WHAT YOU WILL DO:
Exclude all pictures, then copy each of the records exactly as written.

DATA:
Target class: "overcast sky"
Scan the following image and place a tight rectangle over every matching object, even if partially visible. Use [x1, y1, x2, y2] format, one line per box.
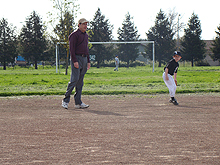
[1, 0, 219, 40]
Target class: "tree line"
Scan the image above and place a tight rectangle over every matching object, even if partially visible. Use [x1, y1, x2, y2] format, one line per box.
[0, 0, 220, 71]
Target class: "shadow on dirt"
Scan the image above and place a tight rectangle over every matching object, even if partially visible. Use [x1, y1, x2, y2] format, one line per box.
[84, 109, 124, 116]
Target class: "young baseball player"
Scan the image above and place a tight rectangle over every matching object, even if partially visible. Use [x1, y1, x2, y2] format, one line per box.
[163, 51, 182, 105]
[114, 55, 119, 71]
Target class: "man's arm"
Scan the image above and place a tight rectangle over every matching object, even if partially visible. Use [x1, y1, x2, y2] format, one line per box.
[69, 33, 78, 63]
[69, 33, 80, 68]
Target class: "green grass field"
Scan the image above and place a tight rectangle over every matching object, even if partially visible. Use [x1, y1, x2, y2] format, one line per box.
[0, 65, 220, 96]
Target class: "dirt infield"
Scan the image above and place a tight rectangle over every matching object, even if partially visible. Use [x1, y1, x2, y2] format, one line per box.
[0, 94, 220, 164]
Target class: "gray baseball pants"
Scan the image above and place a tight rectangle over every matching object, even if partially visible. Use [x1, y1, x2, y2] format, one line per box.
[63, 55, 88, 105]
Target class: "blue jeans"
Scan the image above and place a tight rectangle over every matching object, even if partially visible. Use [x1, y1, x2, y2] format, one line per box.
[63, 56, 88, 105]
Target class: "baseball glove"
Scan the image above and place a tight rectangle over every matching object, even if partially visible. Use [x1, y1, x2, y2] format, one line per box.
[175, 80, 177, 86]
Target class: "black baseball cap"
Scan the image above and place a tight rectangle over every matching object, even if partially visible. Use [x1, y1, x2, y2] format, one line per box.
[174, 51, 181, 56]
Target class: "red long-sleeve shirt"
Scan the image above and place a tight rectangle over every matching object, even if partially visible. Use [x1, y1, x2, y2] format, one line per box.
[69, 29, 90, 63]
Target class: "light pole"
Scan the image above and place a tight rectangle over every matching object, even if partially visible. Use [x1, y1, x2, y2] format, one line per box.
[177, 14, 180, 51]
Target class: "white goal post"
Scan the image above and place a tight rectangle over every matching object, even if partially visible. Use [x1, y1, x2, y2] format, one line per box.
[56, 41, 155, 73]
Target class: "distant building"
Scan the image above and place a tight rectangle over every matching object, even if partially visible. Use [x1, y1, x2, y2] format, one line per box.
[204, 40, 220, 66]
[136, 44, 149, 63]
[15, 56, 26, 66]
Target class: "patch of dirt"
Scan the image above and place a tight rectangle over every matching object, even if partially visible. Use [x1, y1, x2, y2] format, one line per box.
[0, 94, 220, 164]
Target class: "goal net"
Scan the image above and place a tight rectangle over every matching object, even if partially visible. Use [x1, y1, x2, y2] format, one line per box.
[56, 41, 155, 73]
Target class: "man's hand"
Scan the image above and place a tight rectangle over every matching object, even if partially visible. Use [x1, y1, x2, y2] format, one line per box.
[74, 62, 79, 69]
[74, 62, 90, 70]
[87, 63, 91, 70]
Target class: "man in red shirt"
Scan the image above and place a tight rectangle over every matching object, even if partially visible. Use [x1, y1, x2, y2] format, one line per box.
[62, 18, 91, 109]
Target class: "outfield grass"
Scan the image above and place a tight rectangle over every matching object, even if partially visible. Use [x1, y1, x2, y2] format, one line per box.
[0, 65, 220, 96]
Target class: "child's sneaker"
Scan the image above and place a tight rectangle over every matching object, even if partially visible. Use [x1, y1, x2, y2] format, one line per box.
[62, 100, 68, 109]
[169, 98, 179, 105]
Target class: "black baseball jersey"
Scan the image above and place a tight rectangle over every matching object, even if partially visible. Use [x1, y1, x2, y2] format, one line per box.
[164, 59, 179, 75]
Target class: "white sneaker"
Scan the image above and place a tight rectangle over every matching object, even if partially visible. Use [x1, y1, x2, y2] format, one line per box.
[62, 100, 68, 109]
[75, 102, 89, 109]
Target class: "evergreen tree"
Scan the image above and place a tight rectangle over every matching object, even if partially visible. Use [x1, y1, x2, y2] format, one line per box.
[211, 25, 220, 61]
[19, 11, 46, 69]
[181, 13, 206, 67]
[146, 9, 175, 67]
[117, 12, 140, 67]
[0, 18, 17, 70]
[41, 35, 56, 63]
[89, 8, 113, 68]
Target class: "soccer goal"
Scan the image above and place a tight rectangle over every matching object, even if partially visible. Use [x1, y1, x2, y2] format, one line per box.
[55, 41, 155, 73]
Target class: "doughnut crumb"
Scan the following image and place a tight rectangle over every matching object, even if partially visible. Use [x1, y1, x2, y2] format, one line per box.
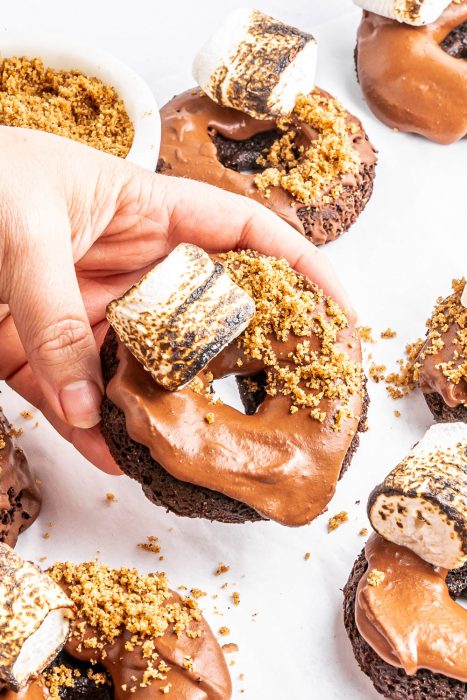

WRITTEN RESPONSE:
Target class: "overcast sky"
Scan the following image and place a tight rectangle over every matching object, even if partially visible. Use [x1, y1, x2, y2] format, one line per box.
[1, 0, 219, 40]
Target class: "tree line"
Scan the image above and place a tight rectangle over every matching object, even if partially visible. Use [x1, y1, x2, y2] format, one line per box.
[0, 0, 220, 71]
Target class: "shadow on dirt"
Scan the image above and place a tight rectangle over every matching object, even if partially visible. Use [x1, y1, x2, y2] format, one line per box.
[84, 109, 124, 116]
Target class: "young baseball player"
Scan the image above and place a tight rectangle over every matching object, even if partially visible. Use [x1, y1, x2, y2] format, one line per box.
[163, 51, 182, 105]
[114, 55, 119, 71]
Target class: "man's arm"
Scan the image above and place a tight rectangle over every matching object, even if partially visible. Use [x1, y1, x2, y2] format, one line per box.
[69, 33, 78, 63]
[69, 33, 80, 68]
Target class: "green grass field"
Scan the image above and place a tight rectangle over every matching object, even if partially visible. Use [x1, y1, x2, y2] format, one line per box.
[0, 65, 220, 96]
Target class: "dirt infield"
Scan the image above and place a tight rectangle over every matching object, even if partially visible. Use [x1, y1, x2, y2] format, one line per box.
[0, 94, 220, 164]
Target class: "gray baseball pants"
Scan the image above and place a tight rectangle over every matching object, even if partially visible. Use [x1, y1, x2, y2] format, one line per box.
[63, 55, 88, 105]
Target class: "blue jeans"
Scan the image above and place a tight rectangle over every matching object, even if partially visible. Use [x1, y1, x2, y2] format, one line per box.
[63, 56, 88, 105]
Target class: "baseball glove"
Scan the image above and place a tight rectangle over every matching object, even if partially visible. Use [x1, y1, x2, y2] format, one line per box.
[175, 80, 177, 86]
Target class: "black baseball cap"
Scan the image above and place a tight rectangle over every matching object, even if partially visible. Use [x1, y1, x2, y2] format, one line per box.
[174, 51, 181, 56]
Target class: "red long-sleeve shirt"
Scan the image above and place a tight rectangle over every matching object, even if partially visible. Use [x1, y1, x2, y2] format, one line per box.
[69, 29, 90, 63]
Target class: "light pole"
Scan the image above and place a tight rectangle over every matching object, even if partially visible. Use [x1, y1, x2, y2] format, one line per box.
[177, 14, 180, 51]
Target class: "white goal post"
Scan the image above and place a tight rectangle over every matching object, even if partially visible. Use [x1, y1, x2, y2] format, one line per box.
[56, 41, 155, 73]
Target class: "distant building"
Scan the image above and place a tight rectangle over every matching object, even if partially visible. Use [x1, y1, x2, y2] format, one line per box.
[204, 40, 220, 66]
[136, 44, 149, 63]
[15, 56, 26, 66]
Target class: "patch of dirt"
Scan the image above and place a tight rectangle over every matching object, even if partially visible. Use [x1, y1, x2, y2] format, one line per box.
[0, 94, 220, 164]
Target class: "goal net"
Scan the image above and place a tight rectangle over every matching object, even if partially visible. Use [x1, y1, x2, y2] format, one line per box.
[56, 41, 155, 73]
Target class: "man's hand"
Scan the image above and place a tight rectangle over every matching object, even if partially visible. Use [x1, y1, x2, y2] format, one line per box.
[74, 62, 79, 69]
[74, 62, 90, 70]
[87, 63, 91, 70]
Target class: "man in red shirt"
Scan the image above and place a tight rectangle over every matching object, even if partially visible. Use [x1, y1, x2, y2] format, one line per box.
[62, 18, 91, 109]
Target class: "outfield grass"
Scan the image above and place a tight rectangle over every matching object, even if partially visible. Use [x1, y1, x2, y2] format, one line per box.
[0, 65, 220, 96]
Target class: "child's sneaker"
Scan the image above and place a tight rectangle over every matching object, even if partially visible. Use [x1, y1, x2, y2] format, one line per box.
[62, 100, 68, 109]
[169, 98, 179, 105]
Target class: "black baseball jersey"
Scan the image above and place a tight rectangle over every matching object, even if partially visible. Use [x1, y1, x2, y2] format, one line per box.
[164, 59, 179, 75]
Target class: "white sneaker"
Scan the image above and place a tight rectangle over every matching object, even if partially visible. Use [x1, y1, x2, y2] format, one line per box.
[62, 100, 68, 109]
[75, 102, 89, 109]
Target class: "evergreen tree"
Scan the image above and place a tight rectangle over every matching object, even if partially visible. Use [x1, y1, x2, y2] format, one line per box.
[211, 25, 220, 61]
[19, 11, 46, 69]
[181, 13, 206, 67]
[146, 9, 175, 67]
[117, 12, 140, 67]
[0, 18, 17, 70]
[41, 35, 56, 63]
[89, 8, 113, 68]
Target class: "soccer goal"
Scan the image above and place a tight rectangle over every matching object, even if partially visible. Use [x1, y1, x2, y2] format, one line per box.
[55, 41, 155, 73]
Target class: "doughnut crumb"
Scan the following image and place a tight rectangle over every matching object, even if partially visible. Use [x1, y1, x2, y2] format, one line per box.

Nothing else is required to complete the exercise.